--- Raw data ---
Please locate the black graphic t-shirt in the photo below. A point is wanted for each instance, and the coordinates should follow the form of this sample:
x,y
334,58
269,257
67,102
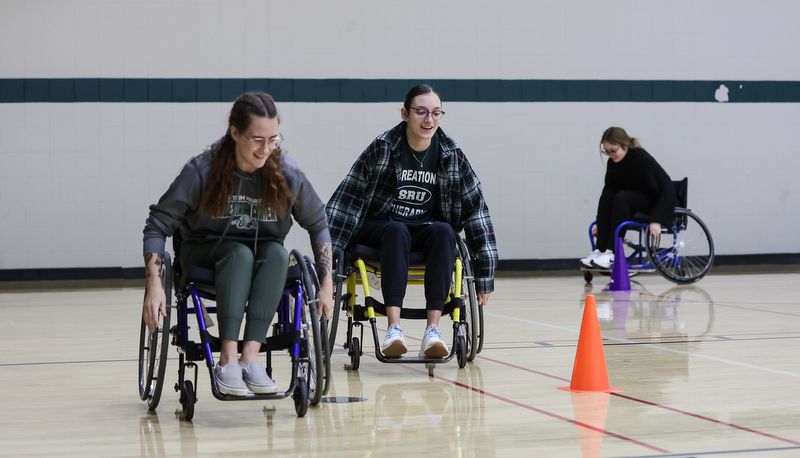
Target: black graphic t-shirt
---
### Task requirements
Return all the lines of the items above verbatim, omitting the pictures.

### Response to this task
Please locate the black graphic t-shirt in the photo below. A point is wanted for each instance, and the coordinates should follow the form of this sample:
x,y
334,58
269,257
67,102
Target: black graphic t-shirt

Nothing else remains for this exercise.